### Required work
Copy out the rows starting with the line that contains "Where can the white door" and going on through the line that contains "<point>407,30</point>", requests included. Raise both coordinates of every answer point after each "Target:" line by 87, and leave the sample points in the requests as they are.

### Data to process
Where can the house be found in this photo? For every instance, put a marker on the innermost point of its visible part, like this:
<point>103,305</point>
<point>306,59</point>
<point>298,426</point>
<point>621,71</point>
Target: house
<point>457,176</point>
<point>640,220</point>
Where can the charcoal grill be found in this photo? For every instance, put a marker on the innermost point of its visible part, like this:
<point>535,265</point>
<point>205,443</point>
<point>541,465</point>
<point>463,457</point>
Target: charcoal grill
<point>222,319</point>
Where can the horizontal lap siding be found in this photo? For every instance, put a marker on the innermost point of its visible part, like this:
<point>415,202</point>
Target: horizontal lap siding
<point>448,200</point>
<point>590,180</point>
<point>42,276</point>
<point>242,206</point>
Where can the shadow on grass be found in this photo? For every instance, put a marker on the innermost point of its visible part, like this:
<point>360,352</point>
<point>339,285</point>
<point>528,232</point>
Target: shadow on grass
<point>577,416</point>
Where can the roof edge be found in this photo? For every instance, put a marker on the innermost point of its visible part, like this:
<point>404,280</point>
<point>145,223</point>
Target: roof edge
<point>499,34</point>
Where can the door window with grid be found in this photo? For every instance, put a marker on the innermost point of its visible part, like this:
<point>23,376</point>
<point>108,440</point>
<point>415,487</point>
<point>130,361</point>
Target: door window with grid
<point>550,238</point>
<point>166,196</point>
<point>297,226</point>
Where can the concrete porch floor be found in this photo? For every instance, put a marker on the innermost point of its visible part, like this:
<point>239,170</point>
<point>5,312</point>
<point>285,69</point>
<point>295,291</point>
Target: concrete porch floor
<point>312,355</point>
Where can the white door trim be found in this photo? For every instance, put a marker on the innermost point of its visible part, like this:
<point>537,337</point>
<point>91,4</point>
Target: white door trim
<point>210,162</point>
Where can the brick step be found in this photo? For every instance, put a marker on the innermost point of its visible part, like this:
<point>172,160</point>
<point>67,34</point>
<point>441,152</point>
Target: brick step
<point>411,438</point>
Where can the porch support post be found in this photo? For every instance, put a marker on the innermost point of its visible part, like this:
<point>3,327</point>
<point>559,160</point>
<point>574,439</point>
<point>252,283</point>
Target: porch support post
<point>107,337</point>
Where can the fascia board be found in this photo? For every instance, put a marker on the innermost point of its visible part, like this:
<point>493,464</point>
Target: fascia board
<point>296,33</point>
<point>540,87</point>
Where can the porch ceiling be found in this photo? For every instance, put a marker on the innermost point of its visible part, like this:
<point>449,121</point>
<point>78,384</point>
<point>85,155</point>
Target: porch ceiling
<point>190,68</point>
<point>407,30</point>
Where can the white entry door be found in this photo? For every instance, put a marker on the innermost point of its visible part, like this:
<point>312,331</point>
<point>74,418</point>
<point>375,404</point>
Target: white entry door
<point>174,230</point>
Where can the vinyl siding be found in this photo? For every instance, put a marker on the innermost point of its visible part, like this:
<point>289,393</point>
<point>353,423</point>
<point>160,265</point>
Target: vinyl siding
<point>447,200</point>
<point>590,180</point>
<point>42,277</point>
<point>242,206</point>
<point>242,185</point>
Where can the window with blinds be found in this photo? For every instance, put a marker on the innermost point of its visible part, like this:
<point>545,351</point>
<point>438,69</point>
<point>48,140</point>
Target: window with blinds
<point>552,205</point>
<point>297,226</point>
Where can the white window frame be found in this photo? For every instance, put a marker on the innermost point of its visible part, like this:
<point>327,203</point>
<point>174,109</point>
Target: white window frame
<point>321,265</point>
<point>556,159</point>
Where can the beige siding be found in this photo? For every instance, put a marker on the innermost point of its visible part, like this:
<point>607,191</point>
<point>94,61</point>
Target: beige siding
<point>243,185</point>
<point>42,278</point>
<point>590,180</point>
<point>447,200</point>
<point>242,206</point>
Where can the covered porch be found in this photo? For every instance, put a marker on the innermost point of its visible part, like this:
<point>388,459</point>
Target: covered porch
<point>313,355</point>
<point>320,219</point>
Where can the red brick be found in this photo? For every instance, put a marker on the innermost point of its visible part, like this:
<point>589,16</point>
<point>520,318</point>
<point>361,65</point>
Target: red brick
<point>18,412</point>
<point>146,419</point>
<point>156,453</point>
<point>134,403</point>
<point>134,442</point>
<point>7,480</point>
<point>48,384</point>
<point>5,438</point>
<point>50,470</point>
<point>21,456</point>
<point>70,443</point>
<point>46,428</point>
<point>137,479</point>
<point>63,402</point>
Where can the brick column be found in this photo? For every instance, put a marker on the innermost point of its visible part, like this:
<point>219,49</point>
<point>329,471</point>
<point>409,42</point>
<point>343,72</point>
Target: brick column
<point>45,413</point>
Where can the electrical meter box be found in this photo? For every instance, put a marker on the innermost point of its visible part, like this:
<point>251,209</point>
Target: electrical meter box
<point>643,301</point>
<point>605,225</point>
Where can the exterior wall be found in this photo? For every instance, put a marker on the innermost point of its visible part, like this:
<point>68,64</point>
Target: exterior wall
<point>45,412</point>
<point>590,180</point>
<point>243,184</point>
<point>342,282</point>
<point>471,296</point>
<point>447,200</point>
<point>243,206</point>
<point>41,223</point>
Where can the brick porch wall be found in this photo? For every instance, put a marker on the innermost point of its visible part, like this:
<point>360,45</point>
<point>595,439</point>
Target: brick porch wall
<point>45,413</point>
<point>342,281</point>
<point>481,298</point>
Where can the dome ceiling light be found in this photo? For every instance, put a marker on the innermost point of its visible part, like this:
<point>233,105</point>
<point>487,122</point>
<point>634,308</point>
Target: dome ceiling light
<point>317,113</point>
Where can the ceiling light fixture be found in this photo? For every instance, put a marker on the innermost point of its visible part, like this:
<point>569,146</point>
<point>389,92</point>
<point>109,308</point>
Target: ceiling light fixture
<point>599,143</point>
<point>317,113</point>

### Response
Where can the white door trim be found in this photo? For every instance, put a marker on the innermost point of its visible part, like this:
<point>537,337</point>
<point>91,4</point>
Target: white door trim
<point>297,249</point>
Where can the brick step be found in this photo? For every instance, put a marker on the innermost point of its visible part, like this:
<point>172,160</point>
<point>67,34</point>
<point>441,152</point>
Target: brick step
<point>498,525</point>
Where can the porch support post be found in this photo? For every instance, put a marker on the innermost point of its visible part, like this:
<point>3,327</point>
<point>559,160</point>
<point>574,439</point>
<point>252,283</point>
Target: porch support post
<point>194,424</point>
Where can the fascia board be found in this photo? For every instance, put a marker on the innermost point of its visible part, like this:
<point>493,464</point>
Target: fascia board
<point>383,120</point>
<point>627,174</point>
Where can the porch ceiling be found in this photo? For every instance, put a marker on the innermost point of its visible part, like this:
<point>449,121</point>
<point>78,384</point>
<point>85,155</point>
Target: porch ceiling
<point>277,155</point>
<point>494,117</point>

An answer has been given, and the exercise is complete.